>> Start Data to use

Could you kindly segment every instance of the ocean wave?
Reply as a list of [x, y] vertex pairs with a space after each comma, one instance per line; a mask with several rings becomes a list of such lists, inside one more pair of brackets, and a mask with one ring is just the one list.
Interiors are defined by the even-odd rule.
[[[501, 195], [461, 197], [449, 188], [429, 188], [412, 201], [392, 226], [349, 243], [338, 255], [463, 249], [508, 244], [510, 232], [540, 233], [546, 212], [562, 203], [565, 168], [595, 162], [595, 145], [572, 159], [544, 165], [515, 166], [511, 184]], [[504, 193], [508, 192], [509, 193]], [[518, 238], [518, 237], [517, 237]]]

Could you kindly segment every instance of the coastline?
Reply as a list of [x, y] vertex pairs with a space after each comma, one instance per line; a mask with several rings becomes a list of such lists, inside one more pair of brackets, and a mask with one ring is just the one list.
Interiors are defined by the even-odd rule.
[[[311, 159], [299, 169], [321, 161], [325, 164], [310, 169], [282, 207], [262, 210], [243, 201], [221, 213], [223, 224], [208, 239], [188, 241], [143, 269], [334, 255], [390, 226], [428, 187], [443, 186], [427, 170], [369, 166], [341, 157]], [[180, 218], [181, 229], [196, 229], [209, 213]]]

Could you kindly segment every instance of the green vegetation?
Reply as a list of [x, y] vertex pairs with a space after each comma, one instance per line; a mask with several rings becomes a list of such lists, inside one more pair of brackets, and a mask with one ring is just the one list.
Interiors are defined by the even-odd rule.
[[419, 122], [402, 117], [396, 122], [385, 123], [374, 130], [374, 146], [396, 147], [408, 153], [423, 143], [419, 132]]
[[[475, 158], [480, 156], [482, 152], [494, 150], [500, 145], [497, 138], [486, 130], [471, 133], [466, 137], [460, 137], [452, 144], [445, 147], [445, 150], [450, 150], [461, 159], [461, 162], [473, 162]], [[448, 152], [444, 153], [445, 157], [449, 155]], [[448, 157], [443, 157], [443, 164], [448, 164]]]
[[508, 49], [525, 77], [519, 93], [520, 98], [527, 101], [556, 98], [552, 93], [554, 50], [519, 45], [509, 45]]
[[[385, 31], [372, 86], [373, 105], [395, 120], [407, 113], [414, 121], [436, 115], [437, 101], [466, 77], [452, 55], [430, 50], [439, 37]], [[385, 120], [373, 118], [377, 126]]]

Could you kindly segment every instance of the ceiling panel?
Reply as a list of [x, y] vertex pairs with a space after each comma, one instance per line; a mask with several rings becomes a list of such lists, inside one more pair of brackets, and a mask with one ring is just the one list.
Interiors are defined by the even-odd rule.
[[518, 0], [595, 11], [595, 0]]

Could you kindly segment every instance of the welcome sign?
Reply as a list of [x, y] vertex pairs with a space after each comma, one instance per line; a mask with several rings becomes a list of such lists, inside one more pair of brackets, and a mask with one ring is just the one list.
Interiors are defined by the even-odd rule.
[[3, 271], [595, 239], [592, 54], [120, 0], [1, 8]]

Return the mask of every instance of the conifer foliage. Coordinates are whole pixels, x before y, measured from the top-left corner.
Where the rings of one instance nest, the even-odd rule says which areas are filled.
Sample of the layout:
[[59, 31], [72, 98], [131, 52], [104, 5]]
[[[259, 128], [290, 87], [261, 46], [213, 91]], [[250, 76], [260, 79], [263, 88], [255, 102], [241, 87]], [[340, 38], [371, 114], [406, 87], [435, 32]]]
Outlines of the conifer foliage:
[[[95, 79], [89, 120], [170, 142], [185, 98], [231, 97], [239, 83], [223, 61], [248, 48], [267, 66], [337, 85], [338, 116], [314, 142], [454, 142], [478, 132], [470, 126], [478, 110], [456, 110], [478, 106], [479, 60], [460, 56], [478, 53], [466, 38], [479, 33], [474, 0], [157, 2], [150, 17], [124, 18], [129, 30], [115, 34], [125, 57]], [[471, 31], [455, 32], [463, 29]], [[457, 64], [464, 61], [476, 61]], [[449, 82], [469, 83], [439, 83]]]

>> End Data to use

- [Short task] Copy out every row above with "Could you kindly" changed to "Would you" wherever it occurs. Keep every other character unchanged.

- [Exercise output]
Would you segment every instance of the ocean wave?
Reply as a list of [x, y] vertex pairs with a space after each comma, one instance per line; a mask with several rings becomes a list of such lists, inside one more pair of brackets, and a mask with one ring is just the one list.
Interiors are defined by the even-odd rule.
[[[501, 195], [461, 197], [449, 188], [429, 188], [412, 201], [392, 226], [349, 243], [338, 255], [463, 249], [508, 244], [510, 232], [540, 233], [546, 212], [562, 203], [565, 168], [595, 162], [595, 145], [572, 159], [544, 165], [515, 166], [511, 184]], [[504, 193], [508, 192], [509, 193]], [[518, 238], [518, 237], [517, 237]]]

Would you segment every instance of the coastline?
Reply as a list of [x, y] vertex pairs with a space after each comma, one instance per line; a mask with several rings becomes a list of such lists, inside one more pair of brackets, and a mask with one ring is just the one list.
Interiors are defined by the even-odd rule.
[[[311, 159], [299, 169], [321, 161], [325, 164], [310, 169], [282, 207], [262, 210], [243, 201], [221, 213], [223, 224], [208, 239], [188, 241], [143, 269], [334, 255], [390, 226], [428, 187], [443, 186], [427, 170], [369, 166], [341, 157]], [[180, 218], [181, 229], [196, 229], [209, 213]]]

Would you segment every instance of the green vegetation?
Reply as a list of [x, y] vertex pairs with a space after each comma, one instance per line; a mask with several rings becomes a list of such lists, inside one more pair of brackets, and a mask with one ring is just the one list.
Interiors are defined by the even-odd rule.
[[419, 122], [402, 117], [396, 122], [385, 123], [374, 130], [374, 146], [396, 147], [408, 153], [423, 143], [419, 132]]
[[[475, 158], [480, 156], [482, 152], [494, 150], [500, 145], [497, 138], [486, 130], [471, 133], [466, 137], [460, 137], [452, 144], [445, 147], [445, 150], [450, 150], [461, 159], [461, 162], [473, 162]], [[448, 152], [444, 153], [445, 157], [449, 155]], [[448, 157], [443, 157], [443, 164], [448, 164]]]
[[508, 49], [525, 77], [519, 93], [520, 98], [527, 101], [556, 98], [552, 93], [554, 50], [519, 45], [509, 45]]
[[[385, 31], [372, 86], [373, 105], [395, 120], [407, 113], [414, 121], [436, 115], [437, 101], [466, 77], [452, 55], [430, 50], [439, 37]], [[385, 120], [373, 118], [377, 126]]]

Would you segment every instance of the ceiling panel?
Reply as a list of [x, y] vertex pairs with a space after each comma, one instance per line; a mask with several rings becomes a list of such lists, inside one more pair of brackets, and a mask with one ring is just the one list.
Interiors are defined by the even-odd rule.
[[518, 0], [595, 11], [595, 0]]

Would you segment every instance of the welcome sign?
Reply as a list of [x, y] vertex pairs with a space after each comma, one instance per line; a mask with several rings becomes a list of such lists, inside one more pair of brackets, and a mask with one ring is just the one list.
Interiors are defined by the even-odd rule.
[[3, 271], [595, 239], [592, 54], [120, 0], [1, 8]]

Return the mask of every instance of the conifer foliage. Coordinates are whole pixels, x before y, measured from the top-left corner.
Where the rings of one instance nest, the even-odd rule says which areas are filled.
Sample of the layout:
[[59, 31], [72, 98], [131, 52], [104, 5]]
[[[259, 128], [290, 87], [261, 46], [213, 91]], [[250, 76], [260, 79], [263, 88], [255, 102], [241, 87]], [[340, 38], [371, 114], [406, 87], [435, 32]]]
Outlines of the conifer foliage:
[[[95, 79], [89, 120], [170, 142], [185, 98], [231, 97], [239, 83], [223, 61], [248, 48], [267, 66], [337, 85], [338, 116], [314, 142], [454, 142], [478, 132], [470, 126], [478, 110], [456, 110], [478, 106], [479, 60], [460, 56], [478, 53], [466, 38], [479, 33], [474, 0], [157, 2], [150, 17], [124, 18], [129, 30], [115, 34], [125, 57]], [[471, 31], [455, 32], [463, 29]], [[457, 64], [464, 61], [476, 61]], [[449, 82], [469, 83], [439, 83]]]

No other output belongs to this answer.